> [Exercise description]: Please transcribe the data that follows without the pictures, keeping every word the same.

> [Items]:
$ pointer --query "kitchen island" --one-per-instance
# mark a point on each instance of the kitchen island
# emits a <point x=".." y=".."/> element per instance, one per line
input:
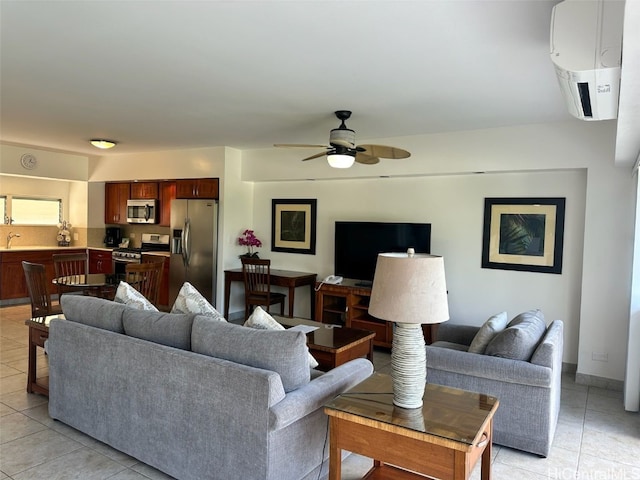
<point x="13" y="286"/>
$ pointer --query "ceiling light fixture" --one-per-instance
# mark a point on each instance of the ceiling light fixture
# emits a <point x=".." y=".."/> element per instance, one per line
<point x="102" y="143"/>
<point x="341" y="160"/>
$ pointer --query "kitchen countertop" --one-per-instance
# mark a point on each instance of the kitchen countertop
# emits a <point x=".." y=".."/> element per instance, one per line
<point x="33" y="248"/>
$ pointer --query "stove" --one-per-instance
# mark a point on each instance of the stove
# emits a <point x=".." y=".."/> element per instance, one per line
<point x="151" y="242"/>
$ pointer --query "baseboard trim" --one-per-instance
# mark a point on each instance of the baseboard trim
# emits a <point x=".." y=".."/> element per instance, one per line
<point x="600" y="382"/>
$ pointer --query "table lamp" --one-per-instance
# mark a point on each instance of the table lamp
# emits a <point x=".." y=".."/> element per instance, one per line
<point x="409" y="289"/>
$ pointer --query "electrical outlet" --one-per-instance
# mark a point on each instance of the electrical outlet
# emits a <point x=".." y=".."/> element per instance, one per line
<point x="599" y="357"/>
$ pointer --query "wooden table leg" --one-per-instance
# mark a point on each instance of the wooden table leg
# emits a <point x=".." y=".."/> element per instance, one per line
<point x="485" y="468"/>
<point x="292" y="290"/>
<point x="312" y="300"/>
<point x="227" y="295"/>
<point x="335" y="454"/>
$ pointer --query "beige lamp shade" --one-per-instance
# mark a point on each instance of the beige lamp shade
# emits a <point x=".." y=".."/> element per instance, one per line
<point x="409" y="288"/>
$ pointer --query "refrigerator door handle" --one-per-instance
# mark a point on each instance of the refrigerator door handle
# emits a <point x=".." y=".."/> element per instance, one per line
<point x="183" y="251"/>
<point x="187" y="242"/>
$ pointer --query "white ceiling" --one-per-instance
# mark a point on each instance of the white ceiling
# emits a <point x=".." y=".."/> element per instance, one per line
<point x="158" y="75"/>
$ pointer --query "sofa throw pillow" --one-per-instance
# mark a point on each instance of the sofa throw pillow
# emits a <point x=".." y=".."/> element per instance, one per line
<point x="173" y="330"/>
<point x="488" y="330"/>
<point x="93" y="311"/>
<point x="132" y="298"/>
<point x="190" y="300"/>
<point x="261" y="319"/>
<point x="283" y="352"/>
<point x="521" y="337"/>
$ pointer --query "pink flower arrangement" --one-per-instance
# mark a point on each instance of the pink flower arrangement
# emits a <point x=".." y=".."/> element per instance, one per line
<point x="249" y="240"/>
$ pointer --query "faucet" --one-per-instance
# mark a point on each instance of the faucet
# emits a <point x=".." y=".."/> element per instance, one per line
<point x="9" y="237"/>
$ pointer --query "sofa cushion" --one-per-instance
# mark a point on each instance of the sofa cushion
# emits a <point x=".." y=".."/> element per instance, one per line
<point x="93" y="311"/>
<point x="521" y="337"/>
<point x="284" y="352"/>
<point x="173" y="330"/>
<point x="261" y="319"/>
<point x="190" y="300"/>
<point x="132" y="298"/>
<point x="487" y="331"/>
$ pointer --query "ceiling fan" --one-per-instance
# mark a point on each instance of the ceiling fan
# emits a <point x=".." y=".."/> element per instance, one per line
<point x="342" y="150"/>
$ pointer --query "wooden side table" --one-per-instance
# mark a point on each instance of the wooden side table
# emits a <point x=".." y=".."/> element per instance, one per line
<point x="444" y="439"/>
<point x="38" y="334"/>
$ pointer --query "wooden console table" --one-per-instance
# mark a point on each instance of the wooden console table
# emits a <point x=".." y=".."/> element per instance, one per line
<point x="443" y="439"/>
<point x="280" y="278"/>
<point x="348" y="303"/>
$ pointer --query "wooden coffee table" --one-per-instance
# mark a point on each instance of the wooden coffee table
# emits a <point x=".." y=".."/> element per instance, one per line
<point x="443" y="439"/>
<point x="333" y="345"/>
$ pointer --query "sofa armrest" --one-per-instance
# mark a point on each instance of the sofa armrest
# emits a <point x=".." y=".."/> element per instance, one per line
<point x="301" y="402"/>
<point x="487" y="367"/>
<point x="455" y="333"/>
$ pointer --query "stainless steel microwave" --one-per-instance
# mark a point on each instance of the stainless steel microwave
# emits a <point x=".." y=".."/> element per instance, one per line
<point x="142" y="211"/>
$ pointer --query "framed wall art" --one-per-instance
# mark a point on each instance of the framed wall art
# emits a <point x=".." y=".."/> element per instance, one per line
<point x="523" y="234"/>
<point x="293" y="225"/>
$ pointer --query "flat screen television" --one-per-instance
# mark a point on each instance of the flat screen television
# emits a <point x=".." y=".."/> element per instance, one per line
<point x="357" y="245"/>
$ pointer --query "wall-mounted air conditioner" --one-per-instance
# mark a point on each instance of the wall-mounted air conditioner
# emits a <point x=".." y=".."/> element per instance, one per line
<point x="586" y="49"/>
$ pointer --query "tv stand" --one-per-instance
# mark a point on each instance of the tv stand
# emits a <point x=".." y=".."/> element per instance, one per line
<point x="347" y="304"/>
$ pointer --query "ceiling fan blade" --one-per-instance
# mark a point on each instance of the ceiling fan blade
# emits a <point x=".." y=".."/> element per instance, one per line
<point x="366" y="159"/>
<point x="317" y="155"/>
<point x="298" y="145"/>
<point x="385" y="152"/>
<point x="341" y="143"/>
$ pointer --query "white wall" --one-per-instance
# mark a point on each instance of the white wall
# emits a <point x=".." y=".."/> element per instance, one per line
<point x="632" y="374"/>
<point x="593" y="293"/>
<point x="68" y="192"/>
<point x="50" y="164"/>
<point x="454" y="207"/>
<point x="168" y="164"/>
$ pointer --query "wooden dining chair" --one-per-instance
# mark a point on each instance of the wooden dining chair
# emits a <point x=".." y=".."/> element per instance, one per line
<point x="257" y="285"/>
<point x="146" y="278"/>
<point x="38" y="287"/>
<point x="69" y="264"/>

> [Task solution]:
$ pointer --query "kitchen island" --one-per-instance
# mark a point on each instance of the kitchen island
# emits a <point x=".." y=".."/> element per instance, one per line
input:
<point x="13" y="286"/>
$ pointer --query "ceiling light fixture" --one-per-instance
# mark a point on each instance of the ceiling light fixture
# emits a <point x=".." y=".."/> element per instance, one per line
<point x="102" y="143"/>
<point x="341" y="160"/>
$ pointer --query "kitchen countertop" --one-per-instance
# mark a point on each instance of the kitchen countertop
# emits a <point x=".." y=".."/> element per instance, one per line
<point x="33" y="248"/>
$ pointer --query "stove" --one-per-instance
# mark a point on each instance of the stove
# emits a <point x=".." y=".."/> element per instance, one per line
<point x="151" y="242"/>
$ pointer --query "baseboard trim" --one-per-instance
# mark a point on each instance of the baseboard trim
# emits a <point x=".." y=".."/> element per instance, one per line
<point x="600" y="382"/>
$ pointer --query "table lamp" --one-per-instance
# mark a point on each instance of the table lamp
# emits a <point x=".." y=".."/> element per instance, one per line
<point x="409" y="289"/>
$ pointer --query "electrical outlet" --one-per-instance
# mark a point on each instance of the electrical outlet
# emits a <point x=".." y=".."/> element per instance, one per line
<point x="599" y="357"/>
$ pointer --query "wooden table leg" --one-per-instance
# mark a point on each instance of the wooden table leg
# emits a <point x=".." y=".."/> element per instance, one per line
<point x="485" y="468"/>
<point x="292" y="290"/>
<point x="312" y="300"/>
<point x="227" y="295"/>
<point x="335" y="454"/>
$ pointer --query "beige lamp shade" --one-per-instance
# mark a point on each instance of the beige lamp shade
# emits a <point x=".." y=".."/> element per instance, one per line
<point x="409" y="288"/>
$ pointer --query "refrigerator door handle" --one-per-instance
# mark a point on each instance of the refrigerator door handle
# emits a <point x=".." y=".."/> element per instance, one per line
<point x="183" y="251"/>
<point x="187" y="242"/>
$ pointer --query "white ceiling" --one-per-instance
# mark a point on each instance of the white ceiling
# emits a <point x=".." y=".."/> element per instance, one per line
<point x="158" y="75"/>
$ pointer --query "sofa throw pillow" --one-per-instance
# mark a point on each instance of the sofa throw pillow
# emits a <point x=".." y=".."/> element per instance, one per line
<point x="173" y="330"/>
<point x="488" y="330"/>
<point x="93" y="311"/>
<point x="132" y="298"/>
<point x="190" y="300"/>
<point x="261" y="319"/>
<point x="283" y="352"/>
<point x="521" y="337"/>
$ pointer --query "pink flower arrangement" --one-per-instance
# mark a point on each instance of the pink flower arrangement
# emits a <point x=".." y=".."/> element per instance, one per line
<point x="249" y="240"/>
$ pointer --query "faucet" --one-per-instance
# mark a point on each instance of the faucet
# emits a <point x=".." y=".."/> element per instance, one per line
<point x="9" y="237"/>
$ pointer --query "sofa cushion" --one-per-instance
# mark a point on each instance of the sofa cushion
# emits a <point x=".." y=".."/> element per instance, one per line
<point x="93" y="311"/>
<point x="521" y="337"/>
<point x="284" y="352"/>
<point x="173" y="330"/>
<point x="261" y="319"/>
<point x="190" y="300"/>
<point x="132" y="298"/>
<point x="487" y="331"/>
$ pointer --query "ceiling fan" --one-per-instance
# mark a point on each instance of the ceiling fan
# emits a <point x=".." y=".."/> element per instance, one per line
<point x="342" y="150"/>
$ pointer --query "wooden side table" --one-per-instance
# mark a point on each instance of the wooden side table
# emits a <point x=".." y=".."/> element per instance, one per line
<point x="444" y="439"/>
<point x="38" y="334"/>
$ pointer --query "wooden console table" --one-per-instance
# mark a point on each instance of the wooden console table
# emits a <point x=".." y=".."/> element per instance, one per line
<point x="443" y="439"/>
<point x="280" y="278"/>
<point x="348" y="303"/>
$ pointer --query "wooden coffee table" --one-per-instance
# mark a point on each instance of the wooden coffee table
# emits a <point x=".." y=".."/> element per instance, one per line
<point x="443" y="439"/>
<point x="333" y="345"/>
$ pointer --query "sofa armrest" --one-per-instance
# mark a point on each instance of the sofa armrest
# emits a <point x=".." y=".."/> element per instance, one per line
<point x="301" y="402"/>
<point x="487" y="367"/>
<point x="455" y="333"/>
$ pointer --query "stainless steel microwave" --one-per-instance
# mark a point on each instance of the stainless steel microwave
# emits a <point x=".." y=".."/> element per instance, one per line
<point x="142" y="211"/>
$ pointer --query "framed wall art" --one-per-instance
# mark a point on each instance of the framed wall art
# emits a <point x=".." y=".."/> element per instance, one per line
<point x="523" y="234"/>
<point x="293" y="225"/>
$ pointer --query "flat screen television" --one-per-instance
# mark a point on each instance of the flat screen television
# emits a <point x=".." y=".."/> element per instance, one per line
<point x="357" y="245"/>
$ pointer --query "wall-mounted air conditioner" --one-per-instance
# mark a point on each instance of the wall-mounted air conditioner
# emits a <point x=".." y=".."/> element per instance, one per line
<point x="586" y="49"/>
$ pointer --query "tv stand" --one-per-instance
# mark a point on each instance of the tv stand
# emits a <point x=".." y=".."/> element per instance, one per line
<point x="347" y="304"/>
$ pointer --query "ceiling fan blade" --one-per-instance
# mark a point on each instance of the ceiling fan blade
# emits a <point x=".." y=".."/> element per instance, one per line
<point x="366" y="159"/>
<point x="317" y="155"/>
<point x="298" y="145"/>
<point x="385" y="152"/>
<point x="341" y="143"/>
$ pointer --query "white wall" --one-per-instance
# mark a point on each instance of the white wall
# emits a <point x=".." y=".."/> element per instance, one per line
<point x="632" y="374"/>
<point x="593" y="293"/>
<point x="68" y="192"/>
<point x="50" y="164"/>
<point x="454" y="207"/>
<point x="168" y="164"/>
$ pointer --query "wooden dining chair" --one-per-instance
# mark a point on each instance of the wooden dining chair
# emits a <point x=".." y=".."/> element per instance, one per line
<point x="257" y="285"/>
<point x="146" y="278"/>
<point x="38" y="287"/>
<point x="69" y="264"/>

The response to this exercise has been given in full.